- _EXCERPT TO READ_
## Begin

# 4 days before our 1 year anniversary.



## sick. (Jul 18, 2012)

I'm still having trust issues. I got caught snooping on H's phone Friday night. Once again, threatened me with divorce because my lack of trust is annoying and 'weird'... I didn't get to find anything at that moment because my baby started crying for me, and it woke up H as well...
Well, my snooping sure as hell wasn't going to stop there.
I just logged into his Gmail account, and checked out all the apps he has installed on his phone via google dashboard...
Found various dating apps, picture apps, apps that hide other apps, A PROXY APP.... (this confirms the yahoo mail suspicions), AIM, YAHOO messenger, FB messenger, and naughty games.

We are supposed to be celebrating our one year anniversary this weekend. But I am pissed, and told him I don't want to go to the hotel. He doesn't know why though. On Friday when he caught me snooping he accused me of ruining our anniversary, LOL. F.YOU.


----------



## the guy (Aug 3, 2010)

Next time he threaten a divorce take him up on it and ask him to leave now.
Next time he accuses you of ruining something tell him its his secrets that are ruining things and ask him to leave.

Never reveal your source

With crap like this you have to shift the power, right now he has you chasing him so he continues to cheat. Yes he is cheating on you, decieving you, you do not getting the real facts. Granted he may not have had sex with some one other then his spouse (adultory) but he is cheat you out of a healthy marriage.

So shift the power and show him how confident you are on letting him go and if he wants to continue to decieve you then he can leave and you consider this abandonment. 

You must have the confidence and strength in giving him the perception that you will move on with out him. Smiling and asking him to leave is a strong statement, this will make him think twice in what he is about to lose.

Do not beg or cry in front of him

So make him second guess his choices by being strong and positive in the fact that you will not tolorate deception. This "take no crap" tough love approach will save you a ton of heart ach years down the road.

## End

- _REQUIRED ACTIONS_
1. Output the part of the forum thread between "## the guy (Aug" and "a healthy marriage.", inclusive.
2. In the thread, what reason does the reply give for telling her to shift the power? Answer in one to three sentences.

- _PROVIDED DATA_
## Begin

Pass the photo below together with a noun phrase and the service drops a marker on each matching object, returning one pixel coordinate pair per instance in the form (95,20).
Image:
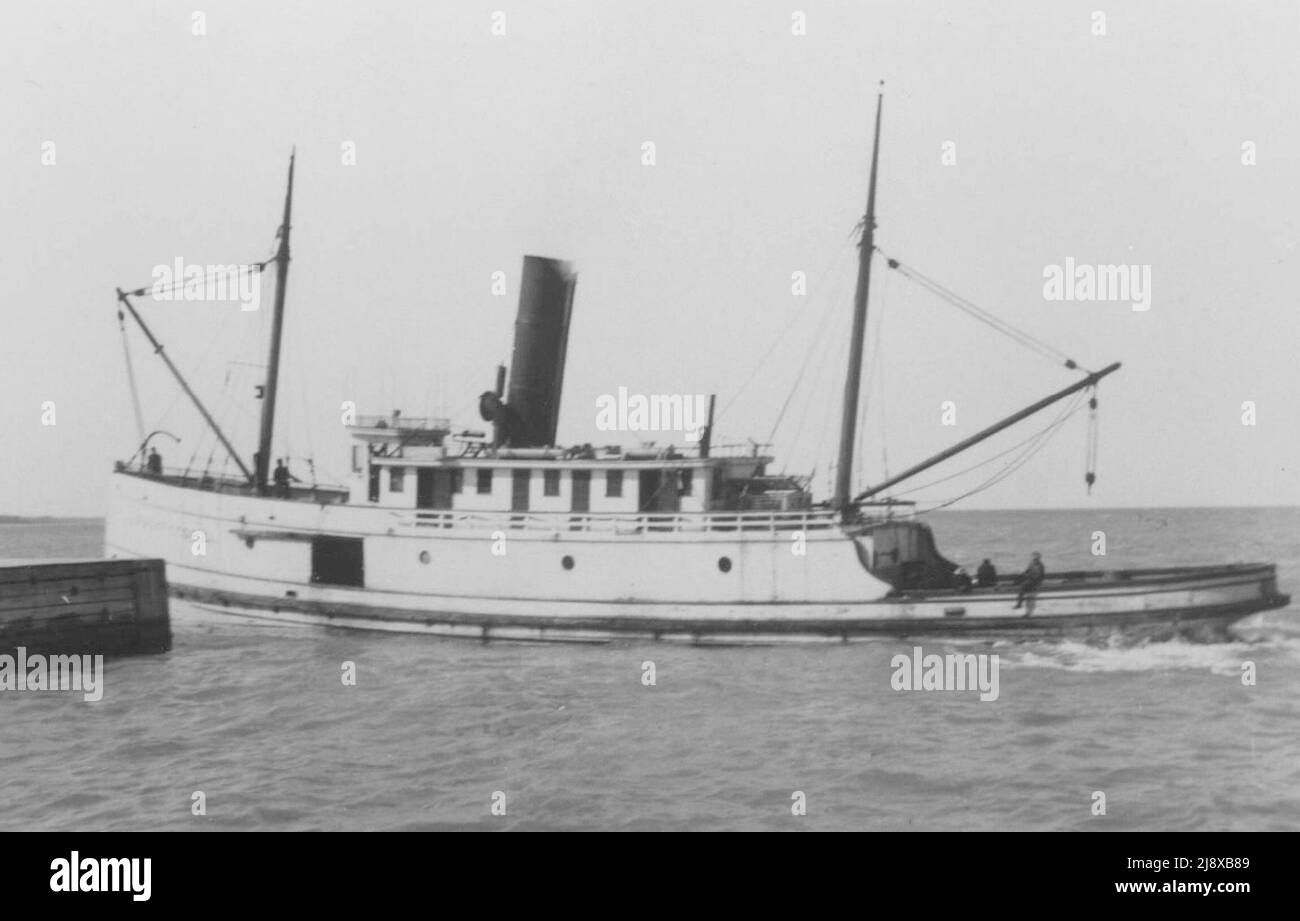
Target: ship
(503,533)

## End

- _SOLUTION LIST_
1.
## the guy (Aug 3, 2010)

Next time he threaten a divorce take him up on it and ask him to leave now.
Next time he accuses you of ruining something tell him its his secrets that are ruining things and ask him to leave.

Never reveal your source

With crap like this you have to shift the power, right now he has you chasing him so he continues to cheat. Yes he is cheating on you, decieving you, you do not getting the real facts. Granted he may not have had sex with some one other then his spouse (adultory) but he is cheat you out of a healthy marriage.

2. The reply says that right now he has her chasing him, and that is why he keeps cheating. Shifting the power means showing him she is confident about letting him go.